> [Text block]:
>> start

Not much. Just something. Is it doable? I’m not sure. Perhaps I’ll know better once I’ve finished the Chinese Room blog post (which is well under way).
Direction of Cultural Evolution
I want to write up a short working paper that would be directed toward the newly formed Society for Cultural Evolution. This – the direction of cultural evolution – is an old topic of mine, and I’ve already written a short blog post to this end. This is prompted by the new paper by Morin & Acerbi on a two-century decline in emotional expression in Anglophone fiction. They don’t appear to be aware of relevant work in digital humanities, and, correlatively, the DH folks aren’t aware of them.
The basic purpose of this piece is to make some conceptual and theoretical connections – I’ve already done a flurry of emails and tweets to get these folks connected with one another. I’m quite comfortable with the idea that cultural evolution has direction, but it’s a tricky topic.
Rejected by NLH
In late September of this year I’d submitted a paper (Sharing Experience: Computation, Form, and Meaning in the Work of Literature) to New Literary History, my first formal submission to a literary journal in a decade or so. The paper has been flat-out rejected. That’s not terribly surprising, though obviously it’s not what I wanted or even expected. And the terms of rejection – I’m thinking of the reviewer’s report – are familiar, with echoes of the rejection of my first “Kubla Khan” paper three decades ago.
What do I make of this rejection? I does seem I misjudged the receptivity of NLH, so that’s one thing. While the journal is actively looking for “new things” perhaps not this new. So I want to think about that.
Here’s what I’m thinking. First I say what I got out of the article. Most of it is old stuff. What struck me about the final draft was simply the contrast between my ring-form analysis of Obama’s Eulogy for Clementa Pinckney and the comments I’d quoted from Glenn Loury. That speaks to the difference between naturalist criticism and ethical criticism. Then I’ll recap the initial rejection of by “Kubla Khan” paper, quoting from the referee’s report.

>> end

> [Given information]:
>> start

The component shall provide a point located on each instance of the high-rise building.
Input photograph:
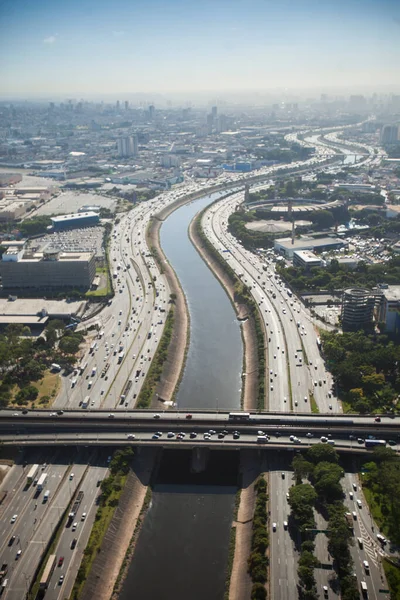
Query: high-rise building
(210, 122)
(389, 134)
(357, 309)
(221, 123)
(127, 146)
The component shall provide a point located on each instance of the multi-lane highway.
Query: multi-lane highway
(111, 373)
(30, 516)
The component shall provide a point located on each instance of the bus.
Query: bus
(239, 416)
(48, 572)
(82, 367)
(373, 443)
(32, 474)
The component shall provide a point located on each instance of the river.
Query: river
(182, 549)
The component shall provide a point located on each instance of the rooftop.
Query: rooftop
(73, 216)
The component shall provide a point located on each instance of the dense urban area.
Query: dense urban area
(199, 349)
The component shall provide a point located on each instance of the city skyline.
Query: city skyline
(92, 49)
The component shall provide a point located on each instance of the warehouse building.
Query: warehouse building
(83, 219)
(287, 246)
(47, 270)
(306, 259)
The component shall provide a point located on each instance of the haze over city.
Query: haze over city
(91, 48)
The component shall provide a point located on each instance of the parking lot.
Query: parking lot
(85, 239)
(70, 202)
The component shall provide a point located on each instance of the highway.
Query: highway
(113, 368)
(24, 541)
(297, 378)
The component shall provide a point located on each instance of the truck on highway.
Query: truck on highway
(32, 474)
(104, 371)
(48, 572)
(349, 521)
(82, 367)
(374, 443)
(74, 508)
(41, 482)
(3, 571)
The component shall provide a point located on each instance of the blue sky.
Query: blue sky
(91, 47)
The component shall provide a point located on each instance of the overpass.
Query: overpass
(189, 430)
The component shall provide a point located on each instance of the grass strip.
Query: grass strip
(111, 488)
(258, 561)
(392, 574)
(313, 403)
(155, 371)
(231, 556)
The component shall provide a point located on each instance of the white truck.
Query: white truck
(41, 482)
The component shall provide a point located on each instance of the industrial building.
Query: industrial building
(86, 219)
(9, 179)
(306, 259)
(287, 246)
(357, 309)
(47, 270)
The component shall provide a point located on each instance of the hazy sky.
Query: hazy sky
(86, 47)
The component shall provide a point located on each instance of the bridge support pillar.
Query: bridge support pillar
(199, 459)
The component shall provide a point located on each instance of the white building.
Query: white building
(306, 259)
(127, 146)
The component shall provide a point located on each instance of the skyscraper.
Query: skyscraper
(389, 134)
(127, 146)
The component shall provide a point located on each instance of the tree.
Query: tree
(301, 467)
(326, 477)
(322, 453)
(258, 591)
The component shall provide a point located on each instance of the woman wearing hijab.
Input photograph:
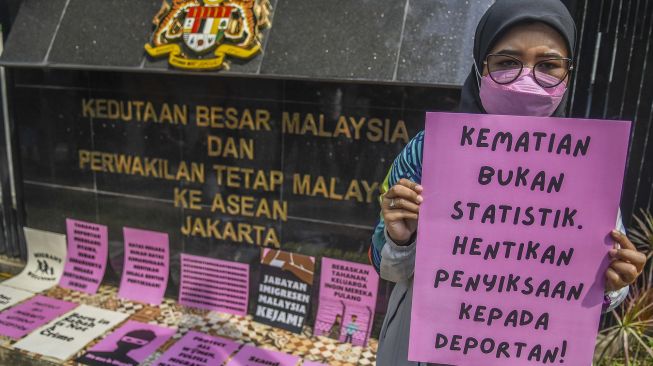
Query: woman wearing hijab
(523, 55)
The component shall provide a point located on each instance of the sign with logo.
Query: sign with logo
(200, 34)
(45, 261)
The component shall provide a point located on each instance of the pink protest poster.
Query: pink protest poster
(198, 349)
(214, 284)
(86, 258)
(128, 345)
(147, 259)
(513, 238)
(31, 314)
(347, 301)
(253, 356)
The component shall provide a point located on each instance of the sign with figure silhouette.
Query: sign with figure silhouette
(347, 301)
(45, 261)
(69, 333)
(284, 289)
(129, 345)
(31, 314)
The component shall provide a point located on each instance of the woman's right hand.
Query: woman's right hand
(400, 210)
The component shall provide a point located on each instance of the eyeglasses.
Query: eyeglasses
(505, 69)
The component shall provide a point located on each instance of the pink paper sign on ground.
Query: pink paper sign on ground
(128, 345)
(254, 356)
(214, 284)
(31, 314)
(347, 301)
(86, 259)
(198, 349)
(147, 259)
(510, 266)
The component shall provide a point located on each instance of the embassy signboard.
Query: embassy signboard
(224, 166)
(200, 34)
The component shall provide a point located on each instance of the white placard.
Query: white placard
(66, 335)
(10, 296)
(46, 256)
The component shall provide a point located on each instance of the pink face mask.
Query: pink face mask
(522, 97)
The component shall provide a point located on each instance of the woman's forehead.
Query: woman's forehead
(532, 37)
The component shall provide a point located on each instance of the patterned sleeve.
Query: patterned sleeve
(408, 164)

>> end

> [Prompt A]:
Retype the post from "The basic purpose" up to and including "a tricky topic.".
> [Prompt B]:
What is the title of the paper that, according to the post, was submitted to New Literary History?
> [Prompt C]:
Name every person mentioned in the post.
Rely on the post alone for the work that follows.

> [Exercise answer A]:
The basic purpose of this piece is to make some conceptual and theoretical connections – I’ve already done a flurry of emails and tweets to get these folks connected with one another. I’m quite comfortable with the idea that cultural evolution has direction, but it’s a tricky topic.

> [Exercise answer B]:
Sharing Experience: Computation, Form, and Meaning in the Work of Literature

> [Exercise answer C]:
Morin, Acerbi, Obama, Clementa Pinckney, Glenn Loury